(Data records)
--------------------------------------------------

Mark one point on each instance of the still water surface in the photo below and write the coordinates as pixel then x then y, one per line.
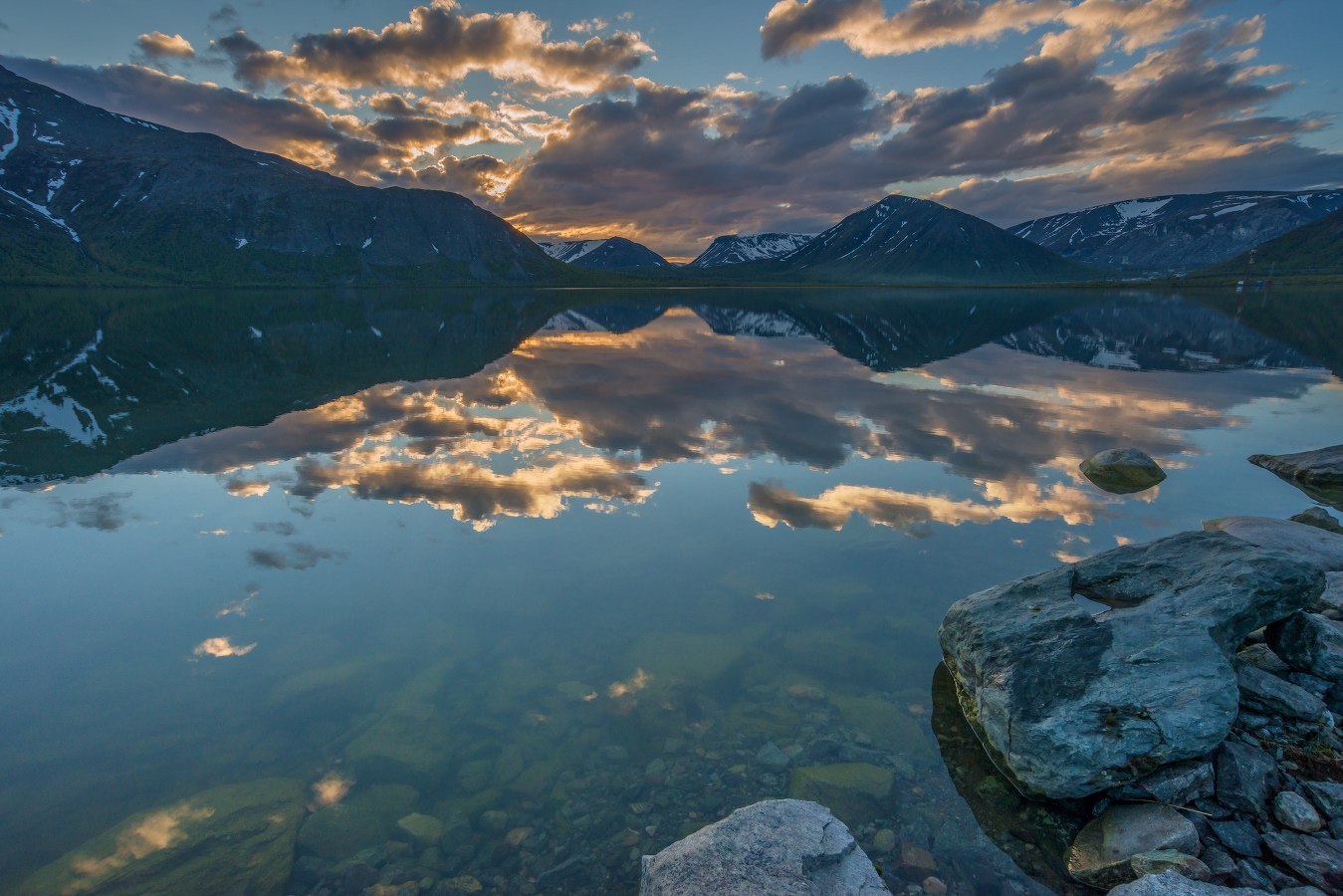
pixel 566 573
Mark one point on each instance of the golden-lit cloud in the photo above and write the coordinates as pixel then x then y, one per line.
pixel 222 648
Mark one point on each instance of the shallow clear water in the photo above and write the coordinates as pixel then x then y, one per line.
pixel 572 558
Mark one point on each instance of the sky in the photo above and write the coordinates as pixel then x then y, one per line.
pixel 674 122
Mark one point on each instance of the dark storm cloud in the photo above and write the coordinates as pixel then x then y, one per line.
pixel 439 45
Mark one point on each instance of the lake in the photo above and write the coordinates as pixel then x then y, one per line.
pixel 513 587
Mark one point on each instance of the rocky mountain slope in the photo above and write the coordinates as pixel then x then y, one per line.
pixel 1311 249
pixel 1177 233
pixel 85 192
pixel 919 241
pixel 750 247
pixel 614 253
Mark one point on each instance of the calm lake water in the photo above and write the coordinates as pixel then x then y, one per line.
pixel 534 583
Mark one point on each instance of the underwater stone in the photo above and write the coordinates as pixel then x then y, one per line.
pixel 234 838
pixel 1122 470
pixel 1072 704
pixel 778 846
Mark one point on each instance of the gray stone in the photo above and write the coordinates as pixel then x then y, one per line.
pixel 1309 642
pixel 1239 837
pixel 1262 657
pixel 1268 693
pixel 1319 861
pixel 1295 811
pixel 784 846
pixel 1322 550
pixel 1318 473
pixel 1177 784
pixel 1072 704
pixel 1122 470
pixel 1101 854
pixel 1165 860
pixel 1328 795
pixel 1176 884
pixel 1320 519
pixel 1242 778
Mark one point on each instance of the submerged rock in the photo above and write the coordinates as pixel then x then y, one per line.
pixel 1103 853
pixel 237 838
pixel 1072 704
pixel 1316 473
pixel 1122 470
pixel 778 846
pixel 1308 543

--------------------------------------------------

Short problem: Please give every line of the data above as a JSON list of strings, one string per line, with blank lines dropped and the pictures left out.

Complete answer:
[
  "Mark one point on each instance of the still water surface in the photo below and write the coordinates as pixel then x then y, one per line.",
  "pixel 566 573",
  "Mark one point on each instance of the golden-lit cloud in the photo above and write the coordinates as pixel then x then y, one per line.",
  "pixel 222 648",
  "Mark one point on each instance of the shallow clear water in the photo above and write the coordinates as pixel then x then y, one per line.",
  "pixel 572 558",
  "Mark one point on each instance of the sky in the photo above and write the coordinates as pixel then x then y, one per line.",
  "pixel 674 122",
  "Mark one point on each instance of the dark storm cloud in the photo above and write the coordinates as pixel then x then y, one per line.",
  "pixel 439 45",
  "Mark one point on each instance of the lake in the photo above and write the coordinates as pixel then x then y, one per line.",
  "pixel 513 587",
  "Mark one point on each instance of the rocky mountain slope in the photo above and write the coordinates as pixel then x then y, one per line.",
  "pixel 1311 249",
  "pixel 1177 233",
  "pixel 85 192",
  "pixel 919 241",
  "pixel 750 247",
  "pixel 614 253",
  "Mark one point on each instance of the calm lake water in the photo above and write the coordinates as pixel then x then y, one per line.",
  "pixel 534 583",
  "Mark one point on each instance of the underwater stone in the photo above and write the coordinates as pixel then x then y, one per line.",
  "pixel 234 838",
  "pixel 1122 470",
  "pixel 1072 704",
  "pixel 778 846",
  "Mark one point on each instance of the gray stone in the photo above and write the coordinates as pixel then x then y, one per line.",
  "pixel 1309 642",
  "pixel 1239 837",
  "pixel 1262 657",
  "pixel 1268 693",
  "pixel 1319 861",
  "pixel 1295 811",
  "pixel 784 846",
  "pixel 1322 550",
  "pixel 1318 473",
  "pixel 1177 784",
  "pixel 1072 704",
  "pixel 1122 470",
  "pixel 1101 854",
  "pixel 1165 860",
  "pixel 1328 795",
  "pixel 1176 884",
  "pixel 1320 519",
  "pixel 1242 778",
  "Mark one point on each instance of the submerged rock in the photo above and write the coordinates as pixel then x then y, one per line.",
  "pixel 1103 853",
  "pixel 237 838",
  "pixel 1072 704",
  "pixel 1316 473",
  "pixel 1122 470",
  "pixel 778 846",
  "pixel 1308 543"
]